- KUTIPAN TEKS:
|---|

Di Balik Gejolak Emosi Remaja Orangtua Harus Ngerti, Ini Kata Psikolog Vera Hadiwidjojo

- Rabu, 5 Januari 2022 | 14:52 WIB
Ilustrasi. (Foto/Antara)
Ilustrasi. (Foto/Antara)

Psikolog anak dari Lembaga Psikologi Terapan Universitas Indonesia, Vera Itabiliana Hadiwidjojo, memberi penjelasan mengenai alasan di balik gejolak emosi yang kerap terjadi pada usia remaja.

Menurut Vera, bagian otak prefrontal cortex belum berfungsi secara optimal saat usia remaja sehingga tidak mengherankan apabila perilaku dan keputusan yang mereka lakukan lebih banyak dipengaruhi emosi.

“Bagian inilah (prefrontal cortex) yang membantu kita untuk mengambil keputusan atau melakukan fungsi-fungsi berpikir tingkat tinggi yang eksekutif dan memikirkan efek jangka panjang,” kata Vera saat diskusi virtual bersama media, ditulis Rabu (5/1/2022).

|---|

- DATA YANG DIBERIKAN:
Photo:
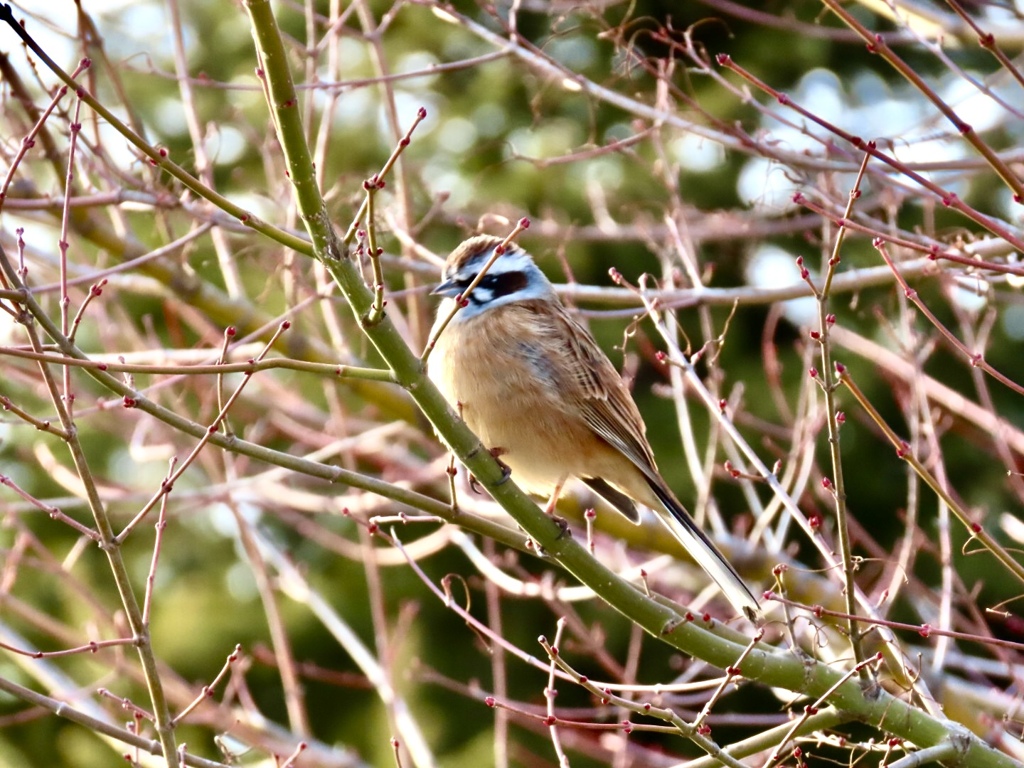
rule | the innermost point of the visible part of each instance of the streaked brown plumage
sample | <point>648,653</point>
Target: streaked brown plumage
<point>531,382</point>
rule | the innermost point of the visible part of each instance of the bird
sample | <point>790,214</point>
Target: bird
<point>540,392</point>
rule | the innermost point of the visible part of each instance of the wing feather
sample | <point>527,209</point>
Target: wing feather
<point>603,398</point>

|---|

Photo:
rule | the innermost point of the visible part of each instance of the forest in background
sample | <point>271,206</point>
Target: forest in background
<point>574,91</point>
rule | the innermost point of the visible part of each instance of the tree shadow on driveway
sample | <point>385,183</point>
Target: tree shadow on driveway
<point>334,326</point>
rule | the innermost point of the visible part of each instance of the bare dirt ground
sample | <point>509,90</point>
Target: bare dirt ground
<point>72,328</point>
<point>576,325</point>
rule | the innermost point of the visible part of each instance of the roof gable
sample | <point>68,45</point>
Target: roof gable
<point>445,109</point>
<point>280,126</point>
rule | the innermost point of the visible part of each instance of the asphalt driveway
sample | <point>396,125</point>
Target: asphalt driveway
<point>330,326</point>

|---|

- URAIAN TUGAS: Ambil secara persis bagian artikel tentang gejolak emosi remaja, mulai dari "Menurut Vera, bagian" sampai dengan "banyak dipengaruhi emosi.".

- HASIL:
Menurut Vera, bagian otak prefrontal cortex belum berfungsi secara optimal saat usia remaja sehingga tidak mengherankan apabila perilaku dan keputusan yang mereka lakukan lebih banyak dipengaruhi emosi.